■ Exercise directions:
State only how many lines of the records contain the string "floppy".

■ Image point grounding data:
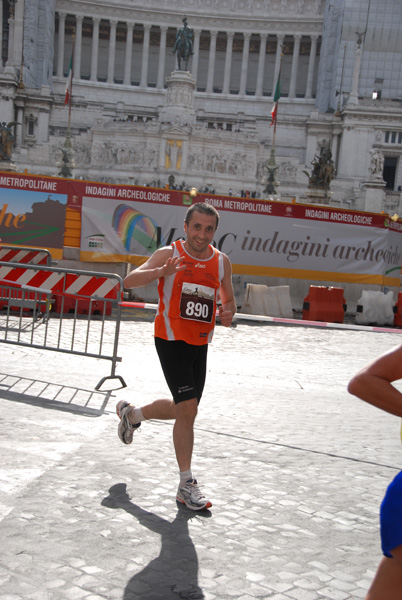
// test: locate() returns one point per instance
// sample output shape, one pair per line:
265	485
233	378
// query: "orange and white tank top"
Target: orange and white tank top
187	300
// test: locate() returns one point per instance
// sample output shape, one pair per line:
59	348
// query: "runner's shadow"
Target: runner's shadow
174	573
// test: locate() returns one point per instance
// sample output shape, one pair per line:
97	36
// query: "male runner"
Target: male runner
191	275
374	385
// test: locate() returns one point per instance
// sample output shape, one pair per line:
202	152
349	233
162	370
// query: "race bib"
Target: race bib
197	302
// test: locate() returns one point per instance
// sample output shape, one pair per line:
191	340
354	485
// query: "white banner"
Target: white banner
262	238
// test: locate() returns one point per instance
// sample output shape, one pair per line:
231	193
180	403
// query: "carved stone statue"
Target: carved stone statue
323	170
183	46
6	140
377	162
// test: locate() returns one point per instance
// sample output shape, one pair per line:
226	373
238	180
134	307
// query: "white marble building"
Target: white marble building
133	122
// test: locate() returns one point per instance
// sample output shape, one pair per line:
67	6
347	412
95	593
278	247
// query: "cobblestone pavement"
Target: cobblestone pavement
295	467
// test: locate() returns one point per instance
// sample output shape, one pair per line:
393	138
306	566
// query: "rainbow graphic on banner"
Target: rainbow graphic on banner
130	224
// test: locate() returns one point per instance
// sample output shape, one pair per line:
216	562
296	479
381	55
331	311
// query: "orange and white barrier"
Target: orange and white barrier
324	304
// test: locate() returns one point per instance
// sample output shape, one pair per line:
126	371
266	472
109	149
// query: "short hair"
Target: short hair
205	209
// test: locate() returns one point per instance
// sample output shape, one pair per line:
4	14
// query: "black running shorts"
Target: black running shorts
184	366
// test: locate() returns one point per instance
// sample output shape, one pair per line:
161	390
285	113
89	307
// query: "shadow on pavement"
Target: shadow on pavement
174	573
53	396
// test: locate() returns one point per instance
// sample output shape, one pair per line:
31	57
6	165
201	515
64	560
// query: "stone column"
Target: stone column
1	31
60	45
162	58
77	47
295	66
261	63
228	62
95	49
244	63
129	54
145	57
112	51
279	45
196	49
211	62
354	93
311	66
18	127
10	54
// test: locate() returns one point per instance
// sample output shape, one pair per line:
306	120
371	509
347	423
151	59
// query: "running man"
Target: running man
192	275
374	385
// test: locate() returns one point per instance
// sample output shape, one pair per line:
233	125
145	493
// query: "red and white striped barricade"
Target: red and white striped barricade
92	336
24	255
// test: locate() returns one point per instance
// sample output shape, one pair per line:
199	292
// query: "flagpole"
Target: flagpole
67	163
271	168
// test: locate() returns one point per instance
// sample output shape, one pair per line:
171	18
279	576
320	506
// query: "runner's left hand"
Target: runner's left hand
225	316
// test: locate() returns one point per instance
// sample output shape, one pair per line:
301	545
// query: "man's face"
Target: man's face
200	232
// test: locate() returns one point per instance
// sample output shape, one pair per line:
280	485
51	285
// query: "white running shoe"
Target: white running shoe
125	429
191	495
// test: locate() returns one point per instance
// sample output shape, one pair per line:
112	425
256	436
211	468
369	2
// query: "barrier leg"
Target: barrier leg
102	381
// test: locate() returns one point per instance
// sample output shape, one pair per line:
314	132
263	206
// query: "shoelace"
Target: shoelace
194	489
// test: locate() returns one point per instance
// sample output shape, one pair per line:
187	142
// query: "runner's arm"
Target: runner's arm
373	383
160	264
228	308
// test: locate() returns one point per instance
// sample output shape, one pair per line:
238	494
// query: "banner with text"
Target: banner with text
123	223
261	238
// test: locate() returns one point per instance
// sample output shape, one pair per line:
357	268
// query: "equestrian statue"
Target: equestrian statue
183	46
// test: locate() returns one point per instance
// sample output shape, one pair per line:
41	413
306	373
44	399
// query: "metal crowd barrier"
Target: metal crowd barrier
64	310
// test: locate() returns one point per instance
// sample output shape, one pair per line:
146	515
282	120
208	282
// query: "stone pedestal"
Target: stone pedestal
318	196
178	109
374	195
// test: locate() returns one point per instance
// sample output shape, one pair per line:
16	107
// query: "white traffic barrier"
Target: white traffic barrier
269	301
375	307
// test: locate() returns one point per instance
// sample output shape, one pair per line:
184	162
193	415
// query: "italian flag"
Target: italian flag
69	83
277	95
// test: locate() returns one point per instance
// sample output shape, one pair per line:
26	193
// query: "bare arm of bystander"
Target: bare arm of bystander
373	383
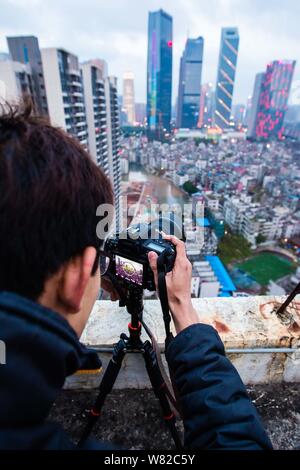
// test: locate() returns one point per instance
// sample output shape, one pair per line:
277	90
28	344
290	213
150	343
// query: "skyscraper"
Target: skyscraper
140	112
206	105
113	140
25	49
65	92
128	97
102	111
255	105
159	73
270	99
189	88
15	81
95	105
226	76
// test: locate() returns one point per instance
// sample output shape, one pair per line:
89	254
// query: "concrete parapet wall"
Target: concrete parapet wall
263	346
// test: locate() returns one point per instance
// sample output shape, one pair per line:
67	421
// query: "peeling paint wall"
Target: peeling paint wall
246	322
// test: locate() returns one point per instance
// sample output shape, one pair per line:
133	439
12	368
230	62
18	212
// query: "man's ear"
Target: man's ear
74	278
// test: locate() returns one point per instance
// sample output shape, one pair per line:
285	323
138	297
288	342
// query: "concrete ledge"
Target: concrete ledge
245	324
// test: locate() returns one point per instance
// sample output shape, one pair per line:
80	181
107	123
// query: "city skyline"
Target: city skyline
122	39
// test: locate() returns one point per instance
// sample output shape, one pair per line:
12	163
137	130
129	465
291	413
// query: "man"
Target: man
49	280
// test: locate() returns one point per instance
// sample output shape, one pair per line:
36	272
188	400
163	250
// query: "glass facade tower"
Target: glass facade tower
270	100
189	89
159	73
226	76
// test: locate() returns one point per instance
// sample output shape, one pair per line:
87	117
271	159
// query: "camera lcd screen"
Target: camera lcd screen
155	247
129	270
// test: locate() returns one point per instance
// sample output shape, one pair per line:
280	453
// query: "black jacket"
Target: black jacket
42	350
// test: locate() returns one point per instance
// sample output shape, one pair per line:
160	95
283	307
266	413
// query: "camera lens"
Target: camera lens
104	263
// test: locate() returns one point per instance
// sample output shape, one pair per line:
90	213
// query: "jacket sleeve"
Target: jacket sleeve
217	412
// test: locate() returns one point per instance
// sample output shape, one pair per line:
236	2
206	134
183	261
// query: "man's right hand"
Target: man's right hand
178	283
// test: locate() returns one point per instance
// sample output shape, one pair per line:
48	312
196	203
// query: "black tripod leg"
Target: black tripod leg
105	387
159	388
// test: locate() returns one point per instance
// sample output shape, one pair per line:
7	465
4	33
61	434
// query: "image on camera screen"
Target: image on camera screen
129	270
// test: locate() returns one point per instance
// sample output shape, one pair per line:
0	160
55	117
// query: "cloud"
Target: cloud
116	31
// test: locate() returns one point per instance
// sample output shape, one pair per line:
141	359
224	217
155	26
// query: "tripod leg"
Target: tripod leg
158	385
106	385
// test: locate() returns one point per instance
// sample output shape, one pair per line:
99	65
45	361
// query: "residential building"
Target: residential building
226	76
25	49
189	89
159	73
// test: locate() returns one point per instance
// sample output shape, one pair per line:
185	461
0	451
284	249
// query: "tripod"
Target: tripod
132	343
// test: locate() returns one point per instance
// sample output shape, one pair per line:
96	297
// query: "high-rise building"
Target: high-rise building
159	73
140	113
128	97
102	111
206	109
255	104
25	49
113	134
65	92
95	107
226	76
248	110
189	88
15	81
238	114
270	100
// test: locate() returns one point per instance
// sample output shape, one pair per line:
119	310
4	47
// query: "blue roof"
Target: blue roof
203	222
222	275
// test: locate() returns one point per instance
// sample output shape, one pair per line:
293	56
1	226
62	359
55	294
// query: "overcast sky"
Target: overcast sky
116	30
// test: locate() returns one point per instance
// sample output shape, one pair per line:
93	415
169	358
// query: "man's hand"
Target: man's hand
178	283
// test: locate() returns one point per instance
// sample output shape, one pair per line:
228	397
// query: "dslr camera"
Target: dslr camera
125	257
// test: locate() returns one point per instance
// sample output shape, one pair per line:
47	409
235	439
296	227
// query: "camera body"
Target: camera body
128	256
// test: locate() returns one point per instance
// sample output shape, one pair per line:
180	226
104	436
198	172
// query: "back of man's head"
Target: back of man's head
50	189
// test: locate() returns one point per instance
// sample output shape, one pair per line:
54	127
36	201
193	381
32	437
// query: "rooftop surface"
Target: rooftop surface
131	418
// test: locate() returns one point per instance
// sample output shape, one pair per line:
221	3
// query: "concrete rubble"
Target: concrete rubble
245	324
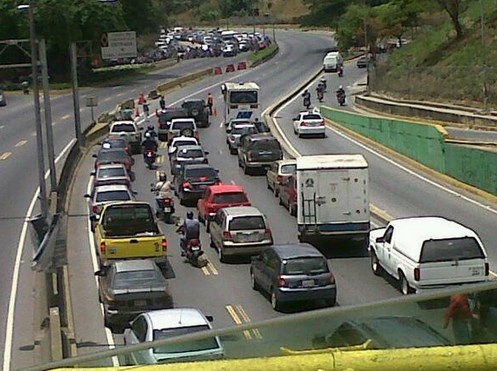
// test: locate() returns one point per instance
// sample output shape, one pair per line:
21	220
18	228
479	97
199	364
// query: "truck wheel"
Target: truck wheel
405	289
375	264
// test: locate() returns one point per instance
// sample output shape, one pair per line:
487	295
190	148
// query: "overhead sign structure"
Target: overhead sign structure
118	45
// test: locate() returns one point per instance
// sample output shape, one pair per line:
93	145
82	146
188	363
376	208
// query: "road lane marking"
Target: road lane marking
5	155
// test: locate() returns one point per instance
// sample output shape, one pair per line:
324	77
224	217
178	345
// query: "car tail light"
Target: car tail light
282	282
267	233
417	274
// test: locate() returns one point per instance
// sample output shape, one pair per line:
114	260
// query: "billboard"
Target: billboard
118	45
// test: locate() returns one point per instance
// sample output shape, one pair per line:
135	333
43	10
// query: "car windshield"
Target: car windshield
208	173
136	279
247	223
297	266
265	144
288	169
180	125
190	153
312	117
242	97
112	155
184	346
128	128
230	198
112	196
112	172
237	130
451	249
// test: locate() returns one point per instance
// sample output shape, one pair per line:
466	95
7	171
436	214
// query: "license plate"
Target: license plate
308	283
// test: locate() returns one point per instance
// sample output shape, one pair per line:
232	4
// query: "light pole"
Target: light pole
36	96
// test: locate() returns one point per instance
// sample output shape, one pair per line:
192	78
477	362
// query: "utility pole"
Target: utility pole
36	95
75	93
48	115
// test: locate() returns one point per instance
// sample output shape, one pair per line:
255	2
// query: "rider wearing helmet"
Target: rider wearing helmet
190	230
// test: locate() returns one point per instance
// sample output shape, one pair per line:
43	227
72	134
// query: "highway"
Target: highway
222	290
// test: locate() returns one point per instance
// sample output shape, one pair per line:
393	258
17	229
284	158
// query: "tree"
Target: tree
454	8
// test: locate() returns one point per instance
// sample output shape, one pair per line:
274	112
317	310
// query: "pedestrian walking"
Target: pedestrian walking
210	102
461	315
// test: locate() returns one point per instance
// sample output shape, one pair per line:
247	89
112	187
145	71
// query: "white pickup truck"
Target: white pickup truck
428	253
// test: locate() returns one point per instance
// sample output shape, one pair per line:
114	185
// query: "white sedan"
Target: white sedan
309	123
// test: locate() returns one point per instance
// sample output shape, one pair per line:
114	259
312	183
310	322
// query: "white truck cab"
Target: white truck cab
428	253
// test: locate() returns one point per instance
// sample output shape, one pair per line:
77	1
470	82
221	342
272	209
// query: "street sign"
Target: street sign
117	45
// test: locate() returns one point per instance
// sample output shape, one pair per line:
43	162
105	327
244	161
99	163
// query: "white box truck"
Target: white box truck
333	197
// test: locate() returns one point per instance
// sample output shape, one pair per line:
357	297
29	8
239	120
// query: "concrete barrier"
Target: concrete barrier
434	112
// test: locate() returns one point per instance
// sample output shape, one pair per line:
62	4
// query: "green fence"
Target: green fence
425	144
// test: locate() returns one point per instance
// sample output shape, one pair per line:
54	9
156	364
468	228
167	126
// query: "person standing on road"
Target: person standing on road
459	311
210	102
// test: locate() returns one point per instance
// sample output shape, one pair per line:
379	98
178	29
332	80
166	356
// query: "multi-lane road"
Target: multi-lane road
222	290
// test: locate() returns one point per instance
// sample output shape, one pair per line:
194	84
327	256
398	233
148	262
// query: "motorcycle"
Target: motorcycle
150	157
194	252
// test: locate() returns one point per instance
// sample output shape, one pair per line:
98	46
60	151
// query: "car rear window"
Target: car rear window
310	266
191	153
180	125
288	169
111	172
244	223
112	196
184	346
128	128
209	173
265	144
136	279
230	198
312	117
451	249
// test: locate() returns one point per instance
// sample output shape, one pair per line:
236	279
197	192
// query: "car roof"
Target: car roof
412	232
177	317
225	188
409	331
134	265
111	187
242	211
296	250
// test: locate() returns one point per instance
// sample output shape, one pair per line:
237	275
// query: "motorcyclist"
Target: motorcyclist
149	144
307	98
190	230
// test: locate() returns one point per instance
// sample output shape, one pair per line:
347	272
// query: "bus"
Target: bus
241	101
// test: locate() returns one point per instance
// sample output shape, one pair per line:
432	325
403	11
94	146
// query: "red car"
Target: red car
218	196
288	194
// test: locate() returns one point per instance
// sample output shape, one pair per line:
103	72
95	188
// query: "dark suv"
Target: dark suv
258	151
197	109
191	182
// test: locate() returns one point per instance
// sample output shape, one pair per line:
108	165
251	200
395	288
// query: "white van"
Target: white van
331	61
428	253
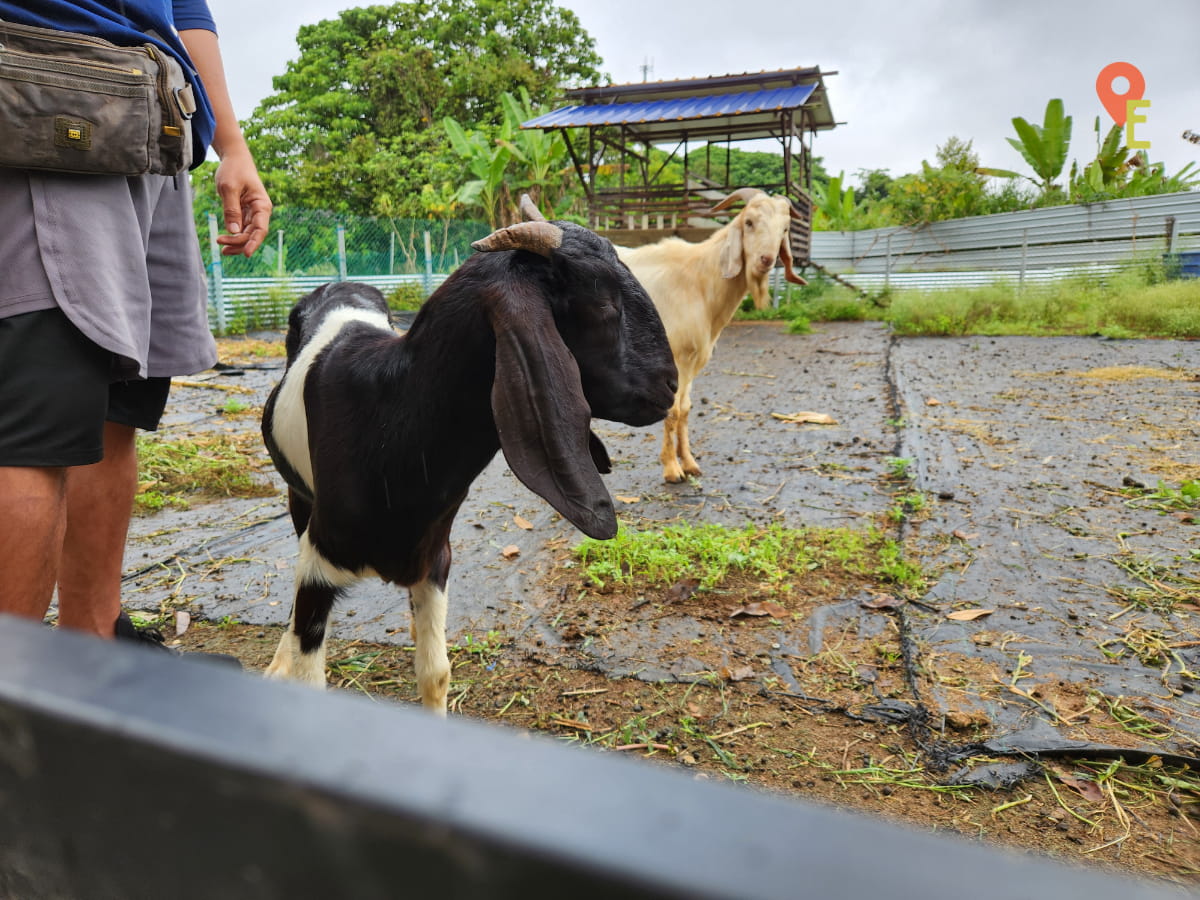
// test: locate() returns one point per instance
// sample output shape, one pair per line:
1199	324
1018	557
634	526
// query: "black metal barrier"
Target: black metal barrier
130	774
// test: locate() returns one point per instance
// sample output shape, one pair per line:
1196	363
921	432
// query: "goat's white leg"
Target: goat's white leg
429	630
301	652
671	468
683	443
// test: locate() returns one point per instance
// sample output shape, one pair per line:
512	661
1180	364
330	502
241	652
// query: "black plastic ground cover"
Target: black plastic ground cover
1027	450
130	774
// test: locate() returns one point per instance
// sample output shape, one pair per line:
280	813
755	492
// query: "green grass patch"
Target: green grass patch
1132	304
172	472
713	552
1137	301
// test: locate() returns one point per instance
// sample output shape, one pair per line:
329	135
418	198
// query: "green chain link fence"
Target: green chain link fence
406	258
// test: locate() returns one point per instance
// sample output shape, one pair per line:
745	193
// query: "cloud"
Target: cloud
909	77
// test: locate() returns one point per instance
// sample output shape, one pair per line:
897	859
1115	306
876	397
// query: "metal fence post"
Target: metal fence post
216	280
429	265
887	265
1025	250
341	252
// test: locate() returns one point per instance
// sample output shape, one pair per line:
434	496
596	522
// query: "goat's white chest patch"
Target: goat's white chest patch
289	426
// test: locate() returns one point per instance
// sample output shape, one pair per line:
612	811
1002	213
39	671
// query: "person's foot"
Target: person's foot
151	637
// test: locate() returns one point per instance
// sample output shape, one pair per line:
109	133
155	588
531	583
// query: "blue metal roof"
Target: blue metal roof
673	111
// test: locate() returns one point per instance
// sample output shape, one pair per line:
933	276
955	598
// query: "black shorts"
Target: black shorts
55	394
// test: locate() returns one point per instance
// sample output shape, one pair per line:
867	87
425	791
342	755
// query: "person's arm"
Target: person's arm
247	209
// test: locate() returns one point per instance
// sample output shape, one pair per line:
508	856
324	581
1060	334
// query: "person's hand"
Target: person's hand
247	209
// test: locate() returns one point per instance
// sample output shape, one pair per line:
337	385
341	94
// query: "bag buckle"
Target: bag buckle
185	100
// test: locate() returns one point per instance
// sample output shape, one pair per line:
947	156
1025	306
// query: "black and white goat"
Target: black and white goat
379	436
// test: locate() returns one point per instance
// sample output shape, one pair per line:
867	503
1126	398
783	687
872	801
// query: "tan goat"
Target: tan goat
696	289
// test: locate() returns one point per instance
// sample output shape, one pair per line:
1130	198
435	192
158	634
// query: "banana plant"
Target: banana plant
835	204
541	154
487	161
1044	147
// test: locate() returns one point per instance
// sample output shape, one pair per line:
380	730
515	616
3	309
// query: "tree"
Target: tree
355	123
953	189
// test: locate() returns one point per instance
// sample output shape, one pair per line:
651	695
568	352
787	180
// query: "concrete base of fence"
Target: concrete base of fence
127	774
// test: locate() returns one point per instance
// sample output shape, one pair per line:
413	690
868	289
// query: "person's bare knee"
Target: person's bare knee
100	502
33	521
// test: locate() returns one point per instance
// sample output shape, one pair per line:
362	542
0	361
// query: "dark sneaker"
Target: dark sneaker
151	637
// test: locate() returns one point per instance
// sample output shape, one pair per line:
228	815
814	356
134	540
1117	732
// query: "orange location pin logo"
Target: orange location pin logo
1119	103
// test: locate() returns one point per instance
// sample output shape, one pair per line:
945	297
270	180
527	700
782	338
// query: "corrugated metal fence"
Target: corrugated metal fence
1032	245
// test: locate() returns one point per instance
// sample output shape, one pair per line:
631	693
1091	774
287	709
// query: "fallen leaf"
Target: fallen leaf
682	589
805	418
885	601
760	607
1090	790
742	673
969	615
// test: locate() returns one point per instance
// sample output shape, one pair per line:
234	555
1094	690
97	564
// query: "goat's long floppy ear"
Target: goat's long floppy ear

■ Exercise output:
2